### Job A
Translate into French this sentence from the piece on Romanian winter traditions below: "Elements of this traditional folk theater are still preserved on the streets of today's cities, and the cultural institutions are making efforts to pass them on to the younger generations."
### Job B
According to the piece on Romanian winter traditions below, in which commune does the Moşoaiele take place?
### Job C
Write the next paragraph of the piece on Romanian winter traditions, picking up after its final sentence.

### Excerpt provided
══════════════════════════════

Romanian winter traditions
“A Journey through Winter Traditions” and “Christmas and New Year Customs and Traditions Festival, the White Flowers” are two of the events that the “Dimitrie Gusti” National Village Museum in Bucharest regularly organizes around the holidays.
Ana-Maria Cononovici, 30.12.2025, 14:00
The Goat, the Bear, the Masks, the Moşoaiele, a masked celebration on Christmas Eve, which takes place in the commune of Luncavița in Tulcea county as well as the Star and the Little Plough are traditions that, in the past, prepared the atmosphere of the winter holidays, also having the role of chasing the evil spirits from the households. Elements of this traditional folk theater are still preserved on the streets of today’s cities, and the cultural institutions are making efforts to pass them on to the younger generations.

══════════════════════════════

### Data extract

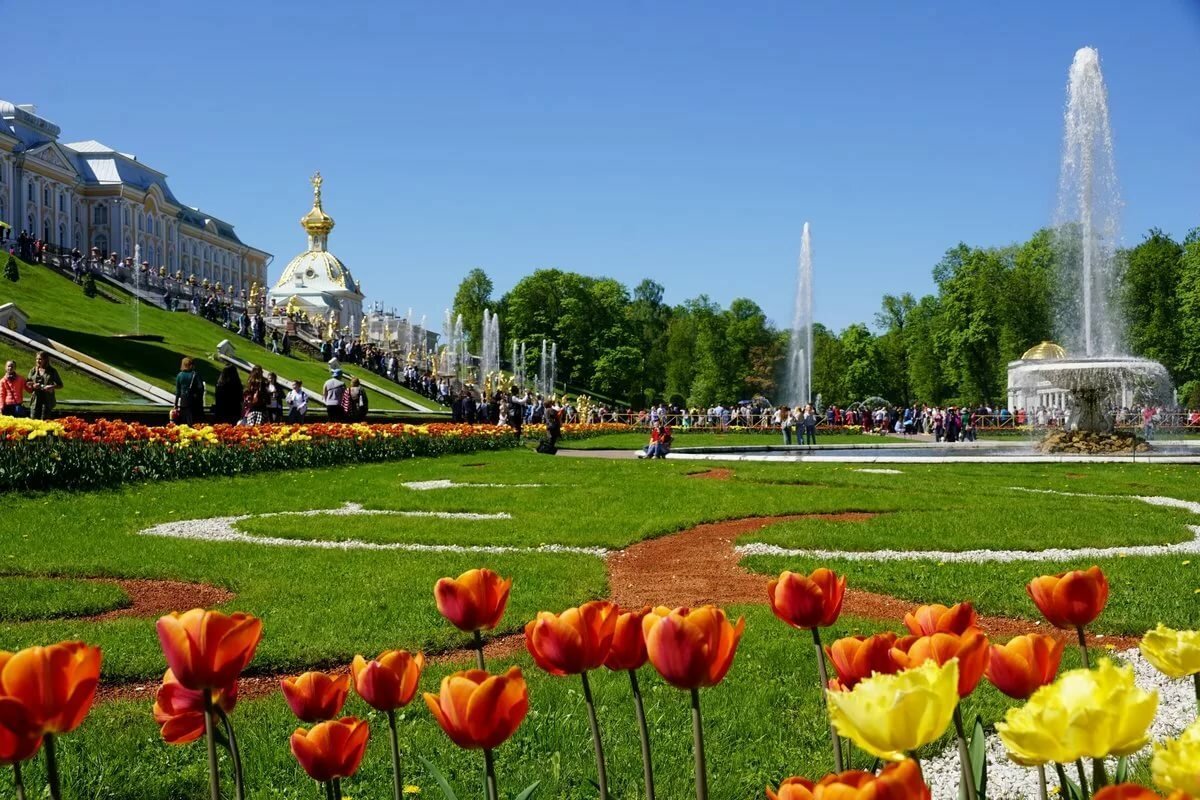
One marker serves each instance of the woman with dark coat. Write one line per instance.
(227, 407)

══════════════════════════════

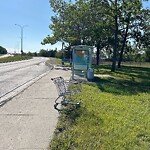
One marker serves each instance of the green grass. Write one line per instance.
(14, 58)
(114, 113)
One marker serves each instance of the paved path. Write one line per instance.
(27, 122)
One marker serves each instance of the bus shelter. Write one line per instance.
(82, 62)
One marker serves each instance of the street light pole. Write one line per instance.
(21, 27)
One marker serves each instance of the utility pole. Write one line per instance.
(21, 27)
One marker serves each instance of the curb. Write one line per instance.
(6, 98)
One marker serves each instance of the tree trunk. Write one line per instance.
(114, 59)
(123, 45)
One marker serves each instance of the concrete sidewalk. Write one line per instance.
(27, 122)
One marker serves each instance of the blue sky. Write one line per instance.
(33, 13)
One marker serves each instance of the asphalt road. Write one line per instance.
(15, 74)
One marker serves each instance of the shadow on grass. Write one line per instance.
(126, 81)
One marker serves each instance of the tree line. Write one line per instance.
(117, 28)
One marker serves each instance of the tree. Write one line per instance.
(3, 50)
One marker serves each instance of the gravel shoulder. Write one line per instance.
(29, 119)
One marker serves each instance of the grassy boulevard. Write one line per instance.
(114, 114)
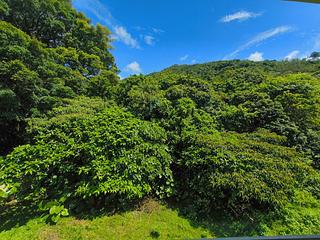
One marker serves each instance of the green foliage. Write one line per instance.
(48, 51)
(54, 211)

══════════════════════════════

### Written response A
Des éléments de ce théâtre populaire traditionnel sont encore préservés dans les rues des villes d'aujourd'hui, et les institutions culturelles s'efforcent de les transmettre aux jeunes générations.

### Written response B
In the commune of Luncavița, in Tulcea county.

### Written response C
“A Journey through Winter Traditions” and “Christmas and New Year Customs and Traditions Festival, the White Flowers” are two of the events that the “Dimitrie Gusti” National Village Museum in Bucharest regularly organizes around the holidays. Iuliana Mariana Balaci, director of communication and museum education at the “Dimitrie Gusti” National Village Museum in Bucharest, first spoke to us about the event “ A Journey through winter traditions”: “The “Dimitrie Gusti” National Village Museum has been organizing the program “A Journey through traditions” for five years, which includes four major projects: “Journey through spring traditions”, “Journey through summer traditions”, through autumn and winter traditions. We thought how to better capitalize on traditions, once we have identified the traditions of each season, especially those related to the agro-pastoral calendar, the traditional calendar, than through a series of creative workshops, which also involve story telling. And here we are, ending with the program “A Journey through Winter Traditions”, a very beautiful cycle; we have reached the end of the year, the season of winter holidays that begin with Saint Andrew and end in January, with the Epiphany, which is why the museum marks them with a series of workshops dedicated to children, and also to parents. During these workshops, children are invited to discover winter traditions, by making a caroling bag, decorations to put on the tree or that can be given to the loved ones for the holidays, the December 1 belt, the three-color belt, then the Star, the New Year’s blessing stick or Sorcova in Romanian and folk masks.”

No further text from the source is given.